The message accompanying the bill, as passed by the House of Commons on March 3,
2010, was in the normal form. The message stated that it was:
That the clerk do carry this bill to the Senate, and
desire their concurrence.
Based upon the already-noted principle that neither house
should delve into the proceedings of the other, the Senate does not question the
proceedings of the Commons, and accepts at face value a duly attested message
received from that house. The Commons Journals do make clear, it must be
emphasized, that the bill was introduced there on March 3. It was therefore a
new bill from this session. The issue of which house had control of the bill
last session is not relevant. The bill from the last session was not returned to
or retrieved by the House of Commons. The same number was kept for ease of
reference, as explained at page 1154 of the second edition of House of
Commons Procedure and Practice.
It may be of interest for honourable senators to learn
that this type of situation actually occurs frequently. Since the third session
of the 37th Parliament, at least nine bills, in addition to Bill C- 268, have
passed the House of Commons at the start of a session as a result of
reinstatement provisions, and then proceeded immediately to the Senate. Of these
bills, no less than five have received Royal Assent.
Procedures surrounding Bill C-268 thus fully respected
parliamentary procedure and practice, and so debate can continue.
On debate, the Honourable Senator Carstairs.

Stored data >>
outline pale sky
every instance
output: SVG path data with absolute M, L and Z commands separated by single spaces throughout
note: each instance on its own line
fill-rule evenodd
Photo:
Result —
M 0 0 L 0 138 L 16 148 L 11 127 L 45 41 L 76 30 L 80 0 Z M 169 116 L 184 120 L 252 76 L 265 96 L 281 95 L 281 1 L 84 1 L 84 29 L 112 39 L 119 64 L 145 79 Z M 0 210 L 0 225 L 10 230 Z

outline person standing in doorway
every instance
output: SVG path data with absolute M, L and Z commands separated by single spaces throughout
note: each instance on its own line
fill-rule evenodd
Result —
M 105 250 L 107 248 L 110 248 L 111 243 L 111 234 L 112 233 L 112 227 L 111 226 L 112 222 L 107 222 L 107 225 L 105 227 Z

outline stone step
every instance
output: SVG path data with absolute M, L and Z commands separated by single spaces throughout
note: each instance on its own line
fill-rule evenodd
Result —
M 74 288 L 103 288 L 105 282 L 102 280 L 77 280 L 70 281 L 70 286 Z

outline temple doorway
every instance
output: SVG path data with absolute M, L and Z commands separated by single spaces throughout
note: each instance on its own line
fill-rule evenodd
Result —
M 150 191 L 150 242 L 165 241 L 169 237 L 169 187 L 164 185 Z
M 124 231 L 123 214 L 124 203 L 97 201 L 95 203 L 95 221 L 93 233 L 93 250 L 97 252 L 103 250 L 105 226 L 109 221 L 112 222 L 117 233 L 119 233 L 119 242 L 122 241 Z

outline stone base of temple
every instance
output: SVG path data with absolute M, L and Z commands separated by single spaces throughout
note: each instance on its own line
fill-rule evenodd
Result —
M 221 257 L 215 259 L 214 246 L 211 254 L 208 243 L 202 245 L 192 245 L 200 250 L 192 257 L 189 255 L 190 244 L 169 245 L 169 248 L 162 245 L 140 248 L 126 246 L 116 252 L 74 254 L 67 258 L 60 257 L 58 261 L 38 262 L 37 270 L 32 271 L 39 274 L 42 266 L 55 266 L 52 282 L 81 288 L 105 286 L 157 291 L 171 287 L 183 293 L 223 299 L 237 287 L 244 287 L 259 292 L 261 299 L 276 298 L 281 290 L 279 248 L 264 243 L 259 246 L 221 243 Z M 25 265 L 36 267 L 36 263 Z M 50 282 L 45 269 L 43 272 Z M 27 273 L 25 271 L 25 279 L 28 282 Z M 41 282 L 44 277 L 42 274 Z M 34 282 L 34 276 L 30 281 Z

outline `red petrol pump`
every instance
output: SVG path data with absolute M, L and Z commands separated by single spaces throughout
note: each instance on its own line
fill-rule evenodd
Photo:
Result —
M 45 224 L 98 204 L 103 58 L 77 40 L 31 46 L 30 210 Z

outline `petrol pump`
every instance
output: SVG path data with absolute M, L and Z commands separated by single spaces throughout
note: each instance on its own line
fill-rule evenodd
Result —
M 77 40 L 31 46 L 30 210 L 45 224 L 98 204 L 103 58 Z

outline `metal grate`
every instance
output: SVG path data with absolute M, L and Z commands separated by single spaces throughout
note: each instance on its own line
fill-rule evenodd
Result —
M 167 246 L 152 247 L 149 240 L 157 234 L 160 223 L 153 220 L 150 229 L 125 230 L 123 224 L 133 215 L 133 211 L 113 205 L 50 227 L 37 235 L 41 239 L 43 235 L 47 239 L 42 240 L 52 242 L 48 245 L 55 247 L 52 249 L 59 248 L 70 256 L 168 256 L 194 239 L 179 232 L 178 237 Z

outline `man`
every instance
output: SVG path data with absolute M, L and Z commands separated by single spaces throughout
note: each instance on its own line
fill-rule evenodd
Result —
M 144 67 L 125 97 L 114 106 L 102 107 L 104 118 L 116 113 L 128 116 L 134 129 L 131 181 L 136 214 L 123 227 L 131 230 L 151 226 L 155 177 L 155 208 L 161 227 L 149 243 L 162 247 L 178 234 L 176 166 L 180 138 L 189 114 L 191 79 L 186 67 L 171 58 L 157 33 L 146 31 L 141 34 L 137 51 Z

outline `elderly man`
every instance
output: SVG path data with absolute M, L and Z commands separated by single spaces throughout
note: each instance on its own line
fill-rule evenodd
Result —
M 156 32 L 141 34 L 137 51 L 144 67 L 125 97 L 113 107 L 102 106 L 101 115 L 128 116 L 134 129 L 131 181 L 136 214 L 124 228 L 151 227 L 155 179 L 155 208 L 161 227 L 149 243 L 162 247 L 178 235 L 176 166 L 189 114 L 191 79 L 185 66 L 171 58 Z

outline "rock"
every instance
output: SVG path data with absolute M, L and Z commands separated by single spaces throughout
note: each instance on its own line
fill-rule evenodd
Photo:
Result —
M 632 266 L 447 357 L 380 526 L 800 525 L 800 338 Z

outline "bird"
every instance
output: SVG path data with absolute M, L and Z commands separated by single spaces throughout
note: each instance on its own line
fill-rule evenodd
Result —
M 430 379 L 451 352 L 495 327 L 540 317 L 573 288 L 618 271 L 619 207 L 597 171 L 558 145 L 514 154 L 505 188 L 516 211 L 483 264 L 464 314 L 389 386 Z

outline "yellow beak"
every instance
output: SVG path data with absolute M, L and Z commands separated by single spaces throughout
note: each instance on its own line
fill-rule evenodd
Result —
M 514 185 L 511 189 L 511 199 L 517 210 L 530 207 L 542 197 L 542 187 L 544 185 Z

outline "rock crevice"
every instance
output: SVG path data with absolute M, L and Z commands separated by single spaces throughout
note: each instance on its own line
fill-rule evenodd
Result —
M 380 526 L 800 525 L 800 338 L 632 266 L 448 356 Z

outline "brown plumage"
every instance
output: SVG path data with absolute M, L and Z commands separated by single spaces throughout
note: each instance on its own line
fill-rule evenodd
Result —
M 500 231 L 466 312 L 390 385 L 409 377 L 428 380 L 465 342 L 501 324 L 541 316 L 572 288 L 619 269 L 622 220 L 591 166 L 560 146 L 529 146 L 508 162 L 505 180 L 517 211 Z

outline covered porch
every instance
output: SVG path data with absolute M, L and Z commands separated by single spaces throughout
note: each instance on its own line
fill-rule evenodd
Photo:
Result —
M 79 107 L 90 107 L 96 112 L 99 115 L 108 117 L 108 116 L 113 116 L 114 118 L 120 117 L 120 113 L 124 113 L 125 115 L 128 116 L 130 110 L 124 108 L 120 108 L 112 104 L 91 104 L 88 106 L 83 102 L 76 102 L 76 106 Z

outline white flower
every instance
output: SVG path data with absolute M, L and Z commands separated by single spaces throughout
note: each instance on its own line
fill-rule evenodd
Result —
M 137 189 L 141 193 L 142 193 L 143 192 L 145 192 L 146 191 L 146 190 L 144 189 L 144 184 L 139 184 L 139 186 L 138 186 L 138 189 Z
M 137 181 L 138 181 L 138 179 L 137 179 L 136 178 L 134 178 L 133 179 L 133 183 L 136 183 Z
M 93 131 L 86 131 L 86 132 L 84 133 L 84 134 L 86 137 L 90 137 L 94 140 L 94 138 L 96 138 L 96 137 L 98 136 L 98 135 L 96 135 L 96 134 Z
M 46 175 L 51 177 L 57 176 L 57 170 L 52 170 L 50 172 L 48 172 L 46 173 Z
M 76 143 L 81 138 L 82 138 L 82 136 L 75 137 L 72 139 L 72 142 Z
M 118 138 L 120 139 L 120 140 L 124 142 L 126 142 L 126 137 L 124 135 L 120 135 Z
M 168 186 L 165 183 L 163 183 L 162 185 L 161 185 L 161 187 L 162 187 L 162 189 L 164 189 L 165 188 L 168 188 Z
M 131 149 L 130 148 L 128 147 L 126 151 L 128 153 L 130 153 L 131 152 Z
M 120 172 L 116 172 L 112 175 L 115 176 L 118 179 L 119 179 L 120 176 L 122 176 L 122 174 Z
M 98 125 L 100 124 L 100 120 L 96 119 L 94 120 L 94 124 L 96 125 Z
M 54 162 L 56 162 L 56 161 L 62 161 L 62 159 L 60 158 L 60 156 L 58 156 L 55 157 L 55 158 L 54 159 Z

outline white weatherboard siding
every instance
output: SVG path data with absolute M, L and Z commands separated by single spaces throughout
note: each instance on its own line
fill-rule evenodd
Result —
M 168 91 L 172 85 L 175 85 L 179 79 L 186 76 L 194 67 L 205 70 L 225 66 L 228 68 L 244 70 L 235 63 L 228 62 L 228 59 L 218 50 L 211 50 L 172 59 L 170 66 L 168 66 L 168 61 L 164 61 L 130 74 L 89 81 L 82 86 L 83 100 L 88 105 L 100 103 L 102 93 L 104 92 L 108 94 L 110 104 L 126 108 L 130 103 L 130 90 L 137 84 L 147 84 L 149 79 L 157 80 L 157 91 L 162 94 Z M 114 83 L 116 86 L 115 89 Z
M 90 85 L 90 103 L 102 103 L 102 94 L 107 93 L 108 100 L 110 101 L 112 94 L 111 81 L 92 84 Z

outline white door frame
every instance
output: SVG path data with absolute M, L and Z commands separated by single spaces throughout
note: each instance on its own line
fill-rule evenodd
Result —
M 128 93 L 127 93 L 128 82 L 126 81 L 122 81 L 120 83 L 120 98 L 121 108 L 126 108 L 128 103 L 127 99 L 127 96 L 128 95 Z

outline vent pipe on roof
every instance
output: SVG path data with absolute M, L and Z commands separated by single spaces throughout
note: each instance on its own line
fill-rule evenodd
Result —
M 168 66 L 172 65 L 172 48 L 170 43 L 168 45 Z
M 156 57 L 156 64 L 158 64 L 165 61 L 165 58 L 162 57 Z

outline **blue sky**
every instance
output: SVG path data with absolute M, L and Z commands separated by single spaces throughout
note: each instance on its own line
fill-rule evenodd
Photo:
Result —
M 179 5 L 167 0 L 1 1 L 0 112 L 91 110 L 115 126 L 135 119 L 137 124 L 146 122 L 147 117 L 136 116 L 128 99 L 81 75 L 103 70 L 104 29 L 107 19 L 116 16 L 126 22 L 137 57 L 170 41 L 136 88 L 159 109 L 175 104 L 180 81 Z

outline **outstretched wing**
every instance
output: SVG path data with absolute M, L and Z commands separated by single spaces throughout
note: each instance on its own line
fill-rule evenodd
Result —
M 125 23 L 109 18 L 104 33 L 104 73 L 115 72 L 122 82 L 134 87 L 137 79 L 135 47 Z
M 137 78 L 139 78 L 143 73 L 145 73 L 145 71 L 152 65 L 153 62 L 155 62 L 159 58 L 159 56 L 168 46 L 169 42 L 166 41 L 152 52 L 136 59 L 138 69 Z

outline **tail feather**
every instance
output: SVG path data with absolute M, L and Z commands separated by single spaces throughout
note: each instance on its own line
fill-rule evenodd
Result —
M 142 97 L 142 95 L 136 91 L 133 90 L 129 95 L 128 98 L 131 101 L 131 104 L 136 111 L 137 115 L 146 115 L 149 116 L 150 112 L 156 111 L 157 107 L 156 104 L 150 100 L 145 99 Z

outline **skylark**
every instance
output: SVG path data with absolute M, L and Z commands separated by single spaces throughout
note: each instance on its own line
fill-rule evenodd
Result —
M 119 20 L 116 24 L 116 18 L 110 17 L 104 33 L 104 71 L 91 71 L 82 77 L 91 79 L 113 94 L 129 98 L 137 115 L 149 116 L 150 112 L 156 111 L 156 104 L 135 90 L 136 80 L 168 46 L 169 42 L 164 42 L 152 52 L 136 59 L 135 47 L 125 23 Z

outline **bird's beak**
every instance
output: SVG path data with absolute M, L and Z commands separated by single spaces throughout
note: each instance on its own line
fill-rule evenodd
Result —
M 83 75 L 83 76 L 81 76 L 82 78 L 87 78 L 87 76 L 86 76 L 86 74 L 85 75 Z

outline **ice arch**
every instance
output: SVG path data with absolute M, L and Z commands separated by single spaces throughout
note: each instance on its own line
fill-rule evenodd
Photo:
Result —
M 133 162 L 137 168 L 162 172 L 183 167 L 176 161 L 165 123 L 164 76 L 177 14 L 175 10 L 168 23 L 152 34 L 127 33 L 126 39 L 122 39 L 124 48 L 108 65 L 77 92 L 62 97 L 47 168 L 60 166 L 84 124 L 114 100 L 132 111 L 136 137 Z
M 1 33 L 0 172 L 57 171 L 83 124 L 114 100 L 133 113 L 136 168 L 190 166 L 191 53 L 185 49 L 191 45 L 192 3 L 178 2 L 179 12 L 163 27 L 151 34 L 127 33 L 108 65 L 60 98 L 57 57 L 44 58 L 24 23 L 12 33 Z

List of tasks >>
- 1) In the ruling on Bill C-268, how many of the other bills mentioned have received Royal Assent?
- 2) Copy the ruling on Bill C-268 word for word between "It may be of" and "Honourable Senator Carstairs.", inclusive.
The records come from a different source than the ruling on Bill C-268.

Solutions by task >>
- 1) No less than five.

- 2)
It may be of interest for honourable senators to learn
that this type of situation actually occurs frequently. Since the third session
of the 37th Parliament, at least nine bills, in addition to Bill C- 268, have
passed the House of Commons at the start of a session as a result of
reinstatement provisions, and then proceeded immediately to the Senate. Of these
bills, no less than five have received Royal Assent.
Procedures surrounding Bill C-268 thus fully respected
parliamentary procedure and practice, and so debate can continue.
On debate, the Honourable Senator Carstairs.